TO DO
1: In the piece on AI assistance for Lisp, explain why coding systems that can read arbitrary files only get partway toward useful retrieval of a project's macros.
2: From the piece on AI assistance for Lisp, reproduce the passage starting at "What Good AI" and ending at "Lisp runtimes today.".

DOCUMENT EXTRACT
○ ○ ○ ○ ○ ○ ○
What Good AI Assistance for Lisp Would Actually Require

Better Lisp assistance from AI models is not impossible, but it requires either more data or different approaches to model training.

One avenue that has shown some promise is tool-augmented generation, where the model has access to a language server or REPL to verify its outputs. Projects like Conjure for Neovim already integrate Clojure and Common Lisp REPLs directly into the editor. An AI system that could submit candidate code to a running REPL and observe the result would catch the class of errors that comes from macro confusion and wrong-library guesses. The major coding assistants do not have this kind of tight feedback loop with Lisp runtimes today.

Retrieval-augmented generation with library documentation is another path. If the model can look up the actual macros defined in a project’s source and understand their expansion behavior before generating code, quality should improve substantially. Some newer agentic coding systems can read arbitrary files, which gets partway there, but they lack the macro-expansion step needed to understand what a Lisp macro call actually produces at compile time.
○ ○ ○ ○ ○ ○ ○
RECORDS PROVIDED

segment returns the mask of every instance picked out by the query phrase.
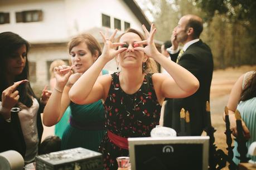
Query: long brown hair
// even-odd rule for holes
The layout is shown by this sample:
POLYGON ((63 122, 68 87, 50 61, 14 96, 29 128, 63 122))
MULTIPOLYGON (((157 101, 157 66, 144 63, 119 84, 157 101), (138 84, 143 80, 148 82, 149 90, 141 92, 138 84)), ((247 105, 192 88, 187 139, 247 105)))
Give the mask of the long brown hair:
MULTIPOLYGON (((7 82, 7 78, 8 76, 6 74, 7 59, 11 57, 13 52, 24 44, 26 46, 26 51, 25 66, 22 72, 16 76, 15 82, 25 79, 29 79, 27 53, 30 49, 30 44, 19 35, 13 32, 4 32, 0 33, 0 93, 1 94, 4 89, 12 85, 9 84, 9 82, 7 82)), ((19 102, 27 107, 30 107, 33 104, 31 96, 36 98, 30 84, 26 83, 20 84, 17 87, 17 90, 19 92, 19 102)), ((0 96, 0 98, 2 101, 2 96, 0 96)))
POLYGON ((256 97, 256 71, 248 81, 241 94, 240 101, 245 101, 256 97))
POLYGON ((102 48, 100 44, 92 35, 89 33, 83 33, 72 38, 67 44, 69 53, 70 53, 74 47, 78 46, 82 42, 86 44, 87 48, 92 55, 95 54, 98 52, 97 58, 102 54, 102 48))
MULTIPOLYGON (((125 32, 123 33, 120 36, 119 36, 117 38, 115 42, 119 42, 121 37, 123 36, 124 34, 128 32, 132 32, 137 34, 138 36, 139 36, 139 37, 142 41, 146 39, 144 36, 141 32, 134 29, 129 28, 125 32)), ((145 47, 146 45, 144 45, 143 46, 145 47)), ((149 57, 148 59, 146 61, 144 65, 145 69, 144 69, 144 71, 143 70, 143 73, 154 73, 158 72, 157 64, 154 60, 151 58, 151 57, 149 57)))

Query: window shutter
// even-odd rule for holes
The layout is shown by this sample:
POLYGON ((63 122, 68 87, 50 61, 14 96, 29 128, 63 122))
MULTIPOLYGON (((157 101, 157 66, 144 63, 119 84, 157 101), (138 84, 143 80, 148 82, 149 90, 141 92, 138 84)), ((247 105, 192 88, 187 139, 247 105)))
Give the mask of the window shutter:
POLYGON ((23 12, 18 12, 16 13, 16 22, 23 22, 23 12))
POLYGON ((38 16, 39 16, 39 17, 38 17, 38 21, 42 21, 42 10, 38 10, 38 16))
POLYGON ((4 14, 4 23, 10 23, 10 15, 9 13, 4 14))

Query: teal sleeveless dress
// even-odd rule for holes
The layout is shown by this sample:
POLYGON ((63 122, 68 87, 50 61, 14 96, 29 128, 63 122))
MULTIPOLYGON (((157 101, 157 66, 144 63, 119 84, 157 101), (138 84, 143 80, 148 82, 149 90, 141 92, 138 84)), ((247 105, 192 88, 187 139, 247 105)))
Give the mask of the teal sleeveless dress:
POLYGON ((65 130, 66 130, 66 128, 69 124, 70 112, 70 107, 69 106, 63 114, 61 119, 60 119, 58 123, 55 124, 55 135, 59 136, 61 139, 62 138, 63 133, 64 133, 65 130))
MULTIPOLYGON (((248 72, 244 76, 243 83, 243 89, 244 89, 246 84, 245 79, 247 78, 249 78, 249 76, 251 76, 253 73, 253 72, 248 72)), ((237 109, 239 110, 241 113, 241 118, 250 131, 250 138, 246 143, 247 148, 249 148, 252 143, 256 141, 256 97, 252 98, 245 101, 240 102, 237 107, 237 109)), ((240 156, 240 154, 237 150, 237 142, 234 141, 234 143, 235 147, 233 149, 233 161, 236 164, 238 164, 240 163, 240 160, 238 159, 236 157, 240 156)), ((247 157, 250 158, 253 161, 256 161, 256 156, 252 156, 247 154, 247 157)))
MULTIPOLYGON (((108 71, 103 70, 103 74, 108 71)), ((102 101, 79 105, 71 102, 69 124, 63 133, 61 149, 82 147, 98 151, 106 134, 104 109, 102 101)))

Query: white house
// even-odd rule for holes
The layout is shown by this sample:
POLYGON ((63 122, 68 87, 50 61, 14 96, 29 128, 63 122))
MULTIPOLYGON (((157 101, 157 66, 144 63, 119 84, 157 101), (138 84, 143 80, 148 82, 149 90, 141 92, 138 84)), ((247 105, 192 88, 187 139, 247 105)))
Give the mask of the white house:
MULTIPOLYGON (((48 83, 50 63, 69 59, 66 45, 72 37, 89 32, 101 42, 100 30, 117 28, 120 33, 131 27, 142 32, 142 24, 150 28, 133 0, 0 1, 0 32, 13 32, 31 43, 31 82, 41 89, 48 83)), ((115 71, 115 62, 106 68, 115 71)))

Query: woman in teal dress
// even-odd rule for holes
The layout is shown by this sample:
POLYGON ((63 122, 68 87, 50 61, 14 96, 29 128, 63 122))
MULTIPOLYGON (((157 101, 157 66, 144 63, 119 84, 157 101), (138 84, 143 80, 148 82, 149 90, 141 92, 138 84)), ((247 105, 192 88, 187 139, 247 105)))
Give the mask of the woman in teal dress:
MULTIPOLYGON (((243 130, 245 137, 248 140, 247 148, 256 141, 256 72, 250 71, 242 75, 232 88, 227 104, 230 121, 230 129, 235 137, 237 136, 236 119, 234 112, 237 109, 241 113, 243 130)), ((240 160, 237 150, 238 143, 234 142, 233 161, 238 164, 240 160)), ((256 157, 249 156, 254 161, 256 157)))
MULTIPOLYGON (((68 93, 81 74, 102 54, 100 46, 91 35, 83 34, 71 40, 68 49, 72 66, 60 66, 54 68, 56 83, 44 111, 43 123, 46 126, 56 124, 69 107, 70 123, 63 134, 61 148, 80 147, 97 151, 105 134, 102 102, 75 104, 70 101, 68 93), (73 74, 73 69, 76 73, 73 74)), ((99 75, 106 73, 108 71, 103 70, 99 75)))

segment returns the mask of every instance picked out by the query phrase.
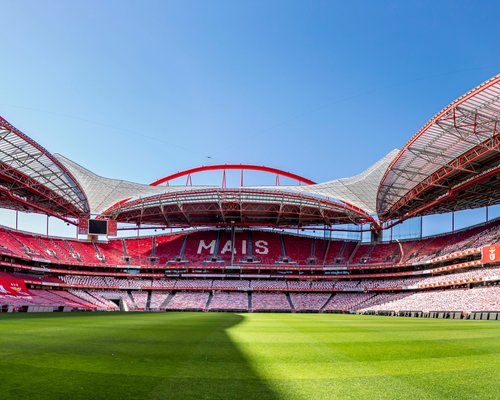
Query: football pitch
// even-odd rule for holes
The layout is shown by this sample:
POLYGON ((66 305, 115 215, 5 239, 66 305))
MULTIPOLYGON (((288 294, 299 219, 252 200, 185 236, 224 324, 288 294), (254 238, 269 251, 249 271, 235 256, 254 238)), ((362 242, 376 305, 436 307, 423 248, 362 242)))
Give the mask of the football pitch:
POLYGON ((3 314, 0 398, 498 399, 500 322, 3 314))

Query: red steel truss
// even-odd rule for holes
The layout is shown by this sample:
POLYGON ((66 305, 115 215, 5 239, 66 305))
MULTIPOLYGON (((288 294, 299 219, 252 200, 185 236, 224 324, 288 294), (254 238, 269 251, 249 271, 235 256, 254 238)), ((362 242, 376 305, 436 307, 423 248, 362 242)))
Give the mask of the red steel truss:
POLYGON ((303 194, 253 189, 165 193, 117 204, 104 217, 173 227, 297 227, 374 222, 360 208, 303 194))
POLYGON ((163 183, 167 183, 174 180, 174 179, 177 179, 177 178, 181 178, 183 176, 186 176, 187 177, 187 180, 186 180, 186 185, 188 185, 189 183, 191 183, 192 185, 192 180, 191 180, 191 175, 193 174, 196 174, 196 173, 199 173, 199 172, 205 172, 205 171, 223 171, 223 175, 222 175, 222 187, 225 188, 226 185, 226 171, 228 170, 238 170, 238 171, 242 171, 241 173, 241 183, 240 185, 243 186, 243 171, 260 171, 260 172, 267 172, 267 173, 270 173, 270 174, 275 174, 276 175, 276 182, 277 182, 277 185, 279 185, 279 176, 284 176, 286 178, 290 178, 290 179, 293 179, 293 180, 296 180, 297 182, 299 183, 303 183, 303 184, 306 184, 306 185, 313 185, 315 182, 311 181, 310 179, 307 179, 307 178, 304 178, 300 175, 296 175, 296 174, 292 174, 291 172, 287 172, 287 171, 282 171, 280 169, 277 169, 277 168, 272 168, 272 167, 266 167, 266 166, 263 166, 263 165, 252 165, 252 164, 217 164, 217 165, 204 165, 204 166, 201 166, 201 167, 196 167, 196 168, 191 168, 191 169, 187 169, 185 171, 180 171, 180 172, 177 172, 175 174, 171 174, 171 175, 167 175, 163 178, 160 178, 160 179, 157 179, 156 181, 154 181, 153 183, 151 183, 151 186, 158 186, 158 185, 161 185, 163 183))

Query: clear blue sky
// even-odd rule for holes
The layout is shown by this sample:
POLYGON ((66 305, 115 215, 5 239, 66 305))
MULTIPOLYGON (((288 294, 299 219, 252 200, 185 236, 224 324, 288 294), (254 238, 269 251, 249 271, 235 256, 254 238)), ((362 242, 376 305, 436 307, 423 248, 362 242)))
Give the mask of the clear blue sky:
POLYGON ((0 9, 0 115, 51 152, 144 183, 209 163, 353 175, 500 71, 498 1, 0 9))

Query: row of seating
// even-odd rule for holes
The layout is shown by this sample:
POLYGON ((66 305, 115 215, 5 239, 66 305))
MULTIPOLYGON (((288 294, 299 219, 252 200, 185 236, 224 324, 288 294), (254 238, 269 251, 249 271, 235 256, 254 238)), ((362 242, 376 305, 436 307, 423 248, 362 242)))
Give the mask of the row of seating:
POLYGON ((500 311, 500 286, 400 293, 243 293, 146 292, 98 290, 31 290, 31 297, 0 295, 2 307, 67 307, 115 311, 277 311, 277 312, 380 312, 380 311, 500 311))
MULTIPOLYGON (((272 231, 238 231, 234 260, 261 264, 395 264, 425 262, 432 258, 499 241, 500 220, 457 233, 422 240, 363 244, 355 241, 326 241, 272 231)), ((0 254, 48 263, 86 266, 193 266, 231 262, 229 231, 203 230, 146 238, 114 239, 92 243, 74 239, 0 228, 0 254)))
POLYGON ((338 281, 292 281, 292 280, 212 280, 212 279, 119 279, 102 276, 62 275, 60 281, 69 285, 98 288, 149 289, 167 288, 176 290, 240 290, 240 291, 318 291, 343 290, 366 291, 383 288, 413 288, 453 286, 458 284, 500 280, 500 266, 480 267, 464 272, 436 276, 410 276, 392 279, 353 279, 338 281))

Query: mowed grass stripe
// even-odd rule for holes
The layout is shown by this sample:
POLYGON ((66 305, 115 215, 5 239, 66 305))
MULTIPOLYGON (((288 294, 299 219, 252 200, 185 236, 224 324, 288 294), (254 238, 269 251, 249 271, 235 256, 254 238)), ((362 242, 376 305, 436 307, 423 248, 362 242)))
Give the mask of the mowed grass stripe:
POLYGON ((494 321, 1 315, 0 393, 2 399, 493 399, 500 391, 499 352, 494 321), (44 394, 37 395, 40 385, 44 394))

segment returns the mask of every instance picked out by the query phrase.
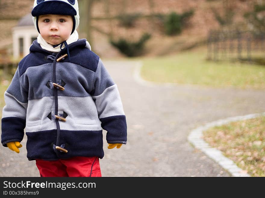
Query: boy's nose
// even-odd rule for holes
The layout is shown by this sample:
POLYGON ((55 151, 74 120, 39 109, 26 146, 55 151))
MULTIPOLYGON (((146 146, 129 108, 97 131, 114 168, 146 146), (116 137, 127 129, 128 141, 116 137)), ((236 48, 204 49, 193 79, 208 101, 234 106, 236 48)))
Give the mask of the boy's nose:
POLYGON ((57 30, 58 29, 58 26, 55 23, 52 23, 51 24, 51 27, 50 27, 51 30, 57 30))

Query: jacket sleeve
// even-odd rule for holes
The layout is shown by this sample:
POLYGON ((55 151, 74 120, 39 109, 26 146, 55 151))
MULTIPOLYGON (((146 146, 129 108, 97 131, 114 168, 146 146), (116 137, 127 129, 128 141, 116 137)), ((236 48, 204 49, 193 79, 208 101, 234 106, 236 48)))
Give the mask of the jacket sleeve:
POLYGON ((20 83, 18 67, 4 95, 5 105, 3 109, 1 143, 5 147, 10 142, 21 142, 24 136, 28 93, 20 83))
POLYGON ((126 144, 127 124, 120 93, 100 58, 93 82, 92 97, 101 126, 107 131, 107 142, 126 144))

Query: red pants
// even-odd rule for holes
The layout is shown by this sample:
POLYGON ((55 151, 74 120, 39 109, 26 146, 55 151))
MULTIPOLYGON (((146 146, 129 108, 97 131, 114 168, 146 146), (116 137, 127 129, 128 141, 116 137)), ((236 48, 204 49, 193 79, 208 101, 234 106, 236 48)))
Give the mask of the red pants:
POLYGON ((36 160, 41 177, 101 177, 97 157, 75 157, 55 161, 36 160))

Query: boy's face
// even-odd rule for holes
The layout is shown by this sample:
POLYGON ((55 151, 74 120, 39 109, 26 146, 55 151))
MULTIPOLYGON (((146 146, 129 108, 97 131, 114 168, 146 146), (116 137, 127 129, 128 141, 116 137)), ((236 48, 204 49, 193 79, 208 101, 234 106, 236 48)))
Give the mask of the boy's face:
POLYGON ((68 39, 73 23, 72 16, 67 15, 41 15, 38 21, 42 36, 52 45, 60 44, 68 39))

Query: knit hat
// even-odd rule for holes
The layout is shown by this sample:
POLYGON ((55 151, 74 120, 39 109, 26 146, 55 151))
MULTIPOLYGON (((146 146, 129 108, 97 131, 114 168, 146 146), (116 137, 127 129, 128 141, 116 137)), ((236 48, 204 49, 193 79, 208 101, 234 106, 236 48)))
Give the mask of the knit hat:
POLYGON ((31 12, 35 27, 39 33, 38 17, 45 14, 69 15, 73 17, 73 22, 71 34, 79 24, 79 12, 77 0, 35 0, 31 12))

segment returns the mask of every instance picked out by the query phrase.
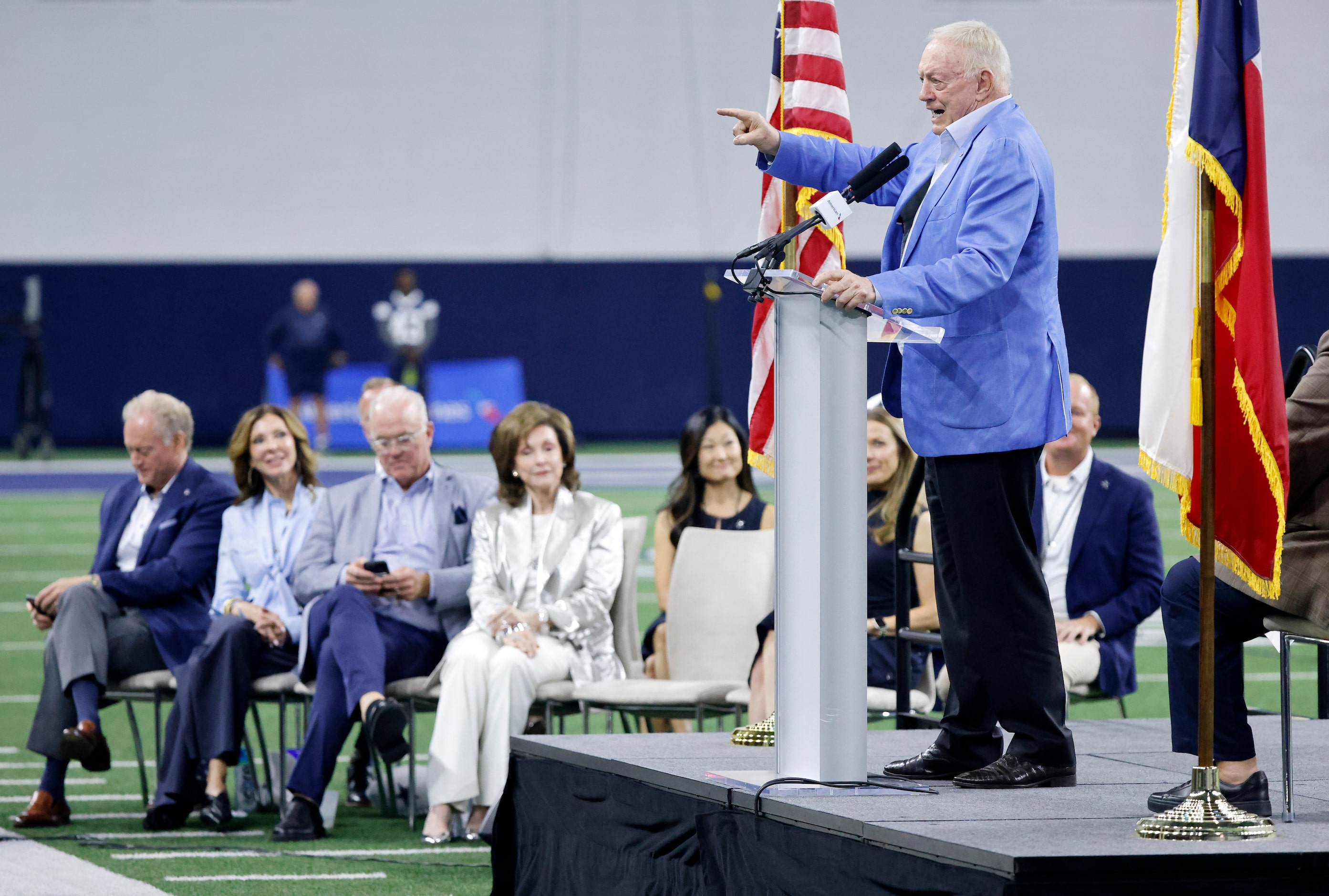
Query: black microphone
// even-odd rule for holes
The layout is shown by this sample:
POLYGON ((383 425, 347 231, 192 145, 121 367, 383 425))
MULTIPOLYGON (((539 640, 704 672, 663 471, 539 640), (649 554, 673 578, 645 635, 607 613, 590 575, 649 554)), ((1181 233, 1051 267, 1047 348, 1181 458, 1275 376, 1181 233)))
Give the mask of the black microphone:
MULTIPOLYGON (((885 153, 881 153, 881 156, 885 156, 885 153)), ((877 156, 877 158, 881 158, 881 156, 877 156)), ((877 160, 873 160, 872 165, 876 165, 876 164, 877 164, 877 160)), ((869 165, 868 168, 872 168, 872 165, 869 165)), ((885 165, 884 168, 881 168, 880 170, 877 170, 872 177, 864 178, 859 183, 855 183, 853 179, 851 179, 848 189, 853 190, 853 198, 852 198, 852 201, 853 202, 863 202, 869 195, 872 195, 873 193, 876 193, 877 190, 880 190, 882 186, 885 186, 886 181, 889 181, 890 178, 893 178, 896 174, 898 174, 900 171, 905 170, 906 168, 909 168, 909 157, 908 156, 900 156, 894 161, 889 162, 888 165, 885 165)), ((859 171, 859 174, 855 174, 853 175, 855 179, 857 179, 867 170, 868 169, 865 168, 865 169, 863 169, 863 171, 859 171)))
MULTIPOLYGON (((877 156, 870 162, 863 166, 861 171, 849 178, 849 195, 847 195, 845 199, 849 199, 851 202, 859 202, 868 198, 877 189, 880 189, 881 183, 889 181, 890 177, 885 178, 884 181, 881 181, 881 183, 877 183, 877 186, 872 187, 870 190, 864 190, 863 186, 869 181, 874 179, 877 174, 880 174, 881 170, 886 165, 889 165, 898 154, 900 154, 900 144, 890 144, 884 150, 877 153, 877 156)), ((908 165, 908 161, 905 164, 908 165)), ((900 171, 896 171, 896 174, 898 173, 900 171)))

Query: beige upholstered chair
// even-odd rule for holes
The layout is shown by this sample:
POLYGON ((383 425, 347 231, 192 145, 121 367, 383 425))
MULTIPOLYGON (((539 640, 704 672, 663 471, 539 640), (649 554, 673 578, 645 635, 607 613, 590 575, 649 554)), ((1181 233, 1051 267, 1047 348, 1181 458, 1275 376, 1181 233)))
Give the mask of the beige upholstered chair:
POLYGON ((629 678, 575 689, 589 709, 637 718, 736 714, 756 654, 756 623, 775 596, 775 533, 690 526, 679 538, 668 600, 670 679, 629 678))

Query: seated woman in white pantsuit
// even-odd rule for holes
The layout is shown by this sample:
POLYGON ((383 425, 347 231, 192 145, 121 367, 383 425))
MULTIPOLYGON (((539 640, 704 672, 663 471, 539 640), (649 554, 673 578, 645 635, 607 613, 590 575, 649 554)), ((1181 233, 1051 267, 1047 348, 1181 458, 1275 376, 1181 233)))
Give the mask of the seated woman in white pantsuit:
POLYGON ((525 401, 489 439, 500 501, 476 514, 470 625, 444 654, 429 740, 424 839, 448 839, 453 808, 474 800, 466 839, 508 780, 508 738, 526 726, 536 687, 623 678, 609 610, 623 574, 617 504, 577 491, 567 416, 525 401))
○ ○ ○ ○ ○ ○ ○
TASK RESULTS
1: Reading files lets them see the macros defined in a project's source, but they lack the macro-expansion step. Without it, they cannot understand what a Lisp macro call actually produces at compile time.

2:
What Good AI Assistance for Lisp Would Actually Require

Better Lisp assistance from AI models is not impossible, but it requires either more data or different approaches to model training.

One avenue that has shown some promise is tool-augmented generation, where the model has access to a language server or REPL to verify its outputs. Projects like Conjure for Neovim already integrate Clojure and Common Lisp REPLs directly into the editor. An AI system that could submit candidate code to a running REPL and observe the result would catch the class of errors that comes from macro confusion and wrong-library guesses. The major coding assistants do not have this kind of tight feedback loop with Lisp runtimes today.